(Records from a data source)
►

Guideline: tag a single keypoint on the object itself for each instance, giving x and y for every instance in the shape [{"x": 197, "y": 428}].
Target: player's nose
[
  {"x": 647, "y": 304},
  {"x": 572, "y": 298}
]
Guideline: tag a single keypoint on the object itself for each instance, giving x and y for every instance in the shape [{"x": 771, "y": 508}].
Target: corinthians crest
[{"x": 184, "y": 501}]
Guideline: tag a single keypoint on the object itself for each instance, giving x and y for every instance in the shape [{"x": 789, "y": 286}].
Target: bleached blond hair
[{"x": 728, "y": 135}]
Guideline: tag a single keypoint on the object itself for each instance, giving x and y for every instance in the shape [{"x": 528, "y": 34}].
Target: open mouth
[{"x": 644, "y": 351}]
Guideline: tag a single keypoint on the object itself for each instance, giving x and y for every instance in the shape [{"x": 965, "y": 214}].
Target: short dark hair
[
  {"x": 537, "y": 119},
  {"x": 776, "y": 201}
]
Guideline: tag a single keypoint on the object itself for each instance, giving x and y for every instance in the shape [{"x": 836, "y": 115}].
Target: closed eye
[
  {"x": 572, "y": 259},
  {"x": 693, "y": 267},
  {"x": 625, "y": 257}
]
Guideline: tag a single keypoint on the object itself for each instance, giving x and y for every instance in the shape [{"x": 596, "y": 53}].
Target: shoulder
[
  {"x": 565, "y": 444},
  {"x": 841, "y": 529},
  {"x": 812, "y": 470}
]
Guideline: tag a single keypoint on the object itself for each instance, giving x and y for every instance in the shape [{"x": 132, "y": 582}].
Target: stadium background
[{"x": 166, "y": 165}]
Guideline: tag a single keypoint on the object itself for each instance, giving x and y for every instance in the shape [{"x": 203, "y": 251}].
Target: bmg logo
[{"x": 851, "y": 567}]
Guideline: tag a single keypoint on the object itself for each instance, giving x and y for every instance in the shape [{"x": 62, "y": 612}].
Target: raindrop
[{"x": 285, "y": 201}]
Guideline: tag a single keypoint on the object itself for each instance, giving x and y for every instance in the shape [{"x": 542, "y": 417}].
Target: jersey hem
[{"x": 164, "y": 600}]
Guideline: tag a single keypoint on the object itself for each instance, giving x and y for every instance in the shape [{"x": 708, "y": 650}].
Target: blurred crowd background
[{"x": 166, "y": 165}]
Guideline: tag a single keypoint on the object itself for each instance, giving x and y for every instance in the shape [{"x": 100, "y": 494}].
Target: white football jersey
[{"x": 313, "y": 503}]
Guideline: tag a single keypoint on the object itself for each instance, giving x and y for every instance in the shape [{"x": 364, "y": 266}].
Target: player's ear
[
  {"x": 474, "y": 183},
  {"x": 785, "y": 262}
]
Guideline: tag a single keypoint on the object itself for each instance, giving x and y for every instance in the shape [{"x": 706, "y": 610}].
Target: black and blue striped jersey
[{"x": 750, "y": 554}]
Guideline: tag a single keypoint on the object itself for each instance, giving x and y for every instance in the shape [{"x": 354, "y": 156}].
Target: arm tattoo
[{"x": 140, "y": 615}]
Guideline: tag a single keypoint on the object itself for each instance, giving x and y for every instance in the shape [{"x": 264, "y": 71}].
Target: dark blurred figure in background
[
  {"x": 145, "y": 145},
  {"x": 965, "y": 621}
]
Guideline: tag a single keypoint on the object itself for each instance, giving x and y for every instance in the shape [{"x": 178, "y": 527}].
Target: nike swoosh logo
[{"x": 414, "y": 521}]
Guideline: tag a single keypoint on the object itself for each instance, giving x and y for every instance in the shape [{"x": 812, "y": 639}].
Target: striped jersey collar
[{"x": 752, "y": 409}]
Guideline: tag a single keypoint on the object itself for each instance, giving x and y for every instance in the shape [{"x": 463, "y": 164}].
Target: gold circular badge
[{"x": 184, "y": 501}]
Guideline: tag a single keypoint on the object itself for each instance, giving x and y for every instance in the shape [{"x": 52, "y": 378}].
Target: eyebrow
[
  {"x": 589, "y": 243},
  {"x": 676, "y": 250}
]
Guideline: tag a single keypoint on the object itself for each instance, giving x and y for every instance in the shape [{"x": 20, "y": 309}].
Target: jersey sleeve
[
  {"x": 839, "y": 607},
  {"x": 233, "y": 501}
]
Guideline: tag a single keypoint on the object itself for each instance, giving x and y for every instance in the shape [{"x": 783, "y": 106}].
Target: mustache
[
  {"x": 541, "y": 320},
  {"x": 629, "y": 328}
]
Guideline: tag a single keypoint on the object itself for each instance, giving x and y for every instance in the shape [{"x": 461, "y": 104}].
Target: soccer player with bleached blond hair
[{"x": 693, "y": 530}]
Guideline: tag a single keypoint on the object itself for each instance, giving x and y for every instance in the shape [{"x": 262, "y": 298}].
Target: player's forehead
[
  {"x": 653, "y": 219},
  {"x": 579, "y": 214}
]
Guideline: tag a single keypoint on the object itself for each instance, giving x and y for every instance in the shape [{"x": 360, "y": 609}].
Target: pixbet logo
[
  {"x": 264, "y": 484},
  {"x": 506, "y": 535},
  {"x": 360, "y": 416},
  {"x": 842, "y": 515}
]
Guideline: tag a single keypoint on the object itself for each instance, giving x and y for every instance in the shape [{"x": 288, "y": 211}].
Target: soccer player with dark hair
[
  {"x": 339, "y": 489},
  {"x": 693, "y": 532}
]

◄

**WHAT IS EXPECTED**: Write out each entry again, word for word.

**WRITTEN ANSWER**:
Guideline: tag a single keypoint on the object itself for each instance, giving x and y for every instance in the shape [{"x": 197, "y": 428}].
Target: player's nose
[
  {"x": 647, "y": 304},
  {"x": 572, "y": 298}
]
Guideline: tag a single keypoint on the object itself for each instance, giving x and y for every instance in the shape [{"x": 771, "y": 508}].
Target: corinthians crest
[{"x": 184, "y": 501}]
Guideline: tag a single keypoint on the object itself for each instance, giving x and y for every instance in the shape [{"x": 789, "y": 286}].
Target: bleached blond hair
[{"x": 728, "y": 135}]
Guideline: tag a single keypoint on the object itself for each instance, giving x and y for every instance in the shape [{"x": 528, "y": 34}].
Target: open mouth
[{"x": 644, "y": 351}]
Guideline: tag a single keypoint on the object itself for each instance, giving x and y for every instance in the shape [{"x": 965, "y": 214}].
Target: short dark hair
[
  {"x": 537, "y": 119},
  {"x": 776, "y": 201}
]
Guideline: tag a single keypoint on the object itself for each instance, giving x and y for every instance in the shape [{"x": 836, "y": 115}].
Target: closed eye
[
  {"x": 572, "y": 259},
  {"x": 693, "y": 267},
  {"x": 625, "y": 257}
]
Guideline: tag a single keypoint on the object itself for each instance, giving x and y for every instance in the shape [{"x": 596, "y": 53}].
Target: shoulder
[
  {"x": 565, "y": 444},
  {"x": 841, "y": 529},
  {"x": 812, "y": 470}
]
Guideline: tag a single keypoint on the object itself for each instance, giving x and y for every instance in the shape [{"x": 132, "y": 582}].
Target: stadium background
[{"x": 166, "y": 165}]
Guideline: tag a single keypoint on the object itself for each instance, giving x and y for every instance in the shape [{"x": 203, "y": 251}].
Target: bmg logo
[{"x": 851, "y": 567}]
Guideline: tag a single keypoint on the object itself for each instance, giving x and y for every instance in the shape [{"x": 62, "y": 612}].
Target: raindrop
[{"x": 285, "y": 201}]
Guideline: tag a single keypoint on the object itself for each instance, giving x and y for every instance in the shape [{"x": 542, "y": 417}].
Target: jersey hem
[{"x": 164, "y": 600}]
Guideline: tag a single keypoint on the object itself for each instance, giving x and y for every instance in the shape [{"x": 708, "y": 650}].
Target: blurred crowd background
[{"x": 166, "y": 165}]
Guideline: tag a single keypoint on the object itself for each instance, giving x and y for every instance in the shape [{"x": 100, "y": 494}].
Target: white football jersey
[{"x": 313, "y": 503}]
Guideline: tag a single keypoint on the object itself for each instance, giving x and y for every instance in the shape [{"x": 364, "y": 266}].
Target: player's ear
[
  {"x": 474, "y": 183},
  {"x": 785, "y": 262}
]
Guideline: tag a single keypoint on the object itself for each instance, giving x and y for every instance in the shape [{"x": 706, "y": 610}].
Target: black and blue striped jersey
[{"x": 750, "y": 554}]
Guideline: tag a single keypoint on the object itself for each instance, giving x and y for every instance in the shape [{"x": 354, "y": 156}].
Target: arm tattoo
[{"x": 140, "y": 615}]
Guideline: tag a single keypoint on the object itself for each instance, giving x and y for every instance in the shape [{"x": 264, "y": 71}].
Target: dark blurred figure in background
[
  {"x": 145, "y": 145},
  {"x": 965, "y": 621}
]
Guideline: tag a single keypoint on the object itself for each instance, giving x and y for every instance in the shape [{"x": 178, "y": 527}].
Target: nike swoosh logo
[{"x": 414, "y": 521}]
Guideline: tag a single keypoint on the object itself for each instance, giving x and y for every instance in the shape [{"x": 812, "y": 639}].
Target: striped jersey collar
[{"x": 752, "y": 409}]
Guideline: tag a single keypoint on the object itself for each instance, giving x and y for every instance in the shape [{"x": 463, "y": 164}].
Target: gold circular badge
[{"x": 184, "y": 501}]
Guideline: tag a single keypoint on the object itself for each instance, giving x and y for every instance in the shape [{"x": 52, "y": 378}].
Target: eyebrow
[
  {"x": 589, "y": 243},
  {"x": 676, "y": 250}
]
Guideline: tag a single keypoint on the object itself for each instance, giving x and y for every instance in the shape [{"x": 20, "y": 309}].
Target: jersey sleeve
[
  {"x": 839, "y": 607},
  {"x": 233, "y": 501}
]
Guideline: tag a single keypoint on the object itself for each instance, giving x and y for every instance in the shape [{"x": 783, "y": 106}].
Target: mustache
[
  {"x": 541, "y": 320},
  {"x": 629, "y": 328}
]
Guideline: tag a single keypoint on the object itself for each instance, giving x and y for every instance in the shape [{"x": 461, "y": 104}].
Target: soccer player with bleached blond hair
[{"x": 693, "y": 530}]
Guideline: tag a single keypoint on the object itself for each instance, giving x and y for every instance in the shape [{"x": 262, "y": 298}].
Target: player's forehead
[
  {"x": 653, "y": 219},
  {"x": 579, "y": 214}
]
Guideline: tag a single keypoint on the object itself for each instance, giving x and y for every instance in the shape [{"x": 360, "y": 609}].
Target: pixbet logo
[
  {"x": 264, "y": 484},
  {"x": 506, "y": 535},
  {"x": 360, "y": 416},
  {"x": 842, "y": 515}
]
Guideline: tag a single keypoint on the object itself for each instance, giving x and y for every instance in the shape [{"x": 288, "y": 211}].
Target: soccer player with dark hair
[
  {"x": 339, "y": 489},
  {"x": 693, "y": 532}
]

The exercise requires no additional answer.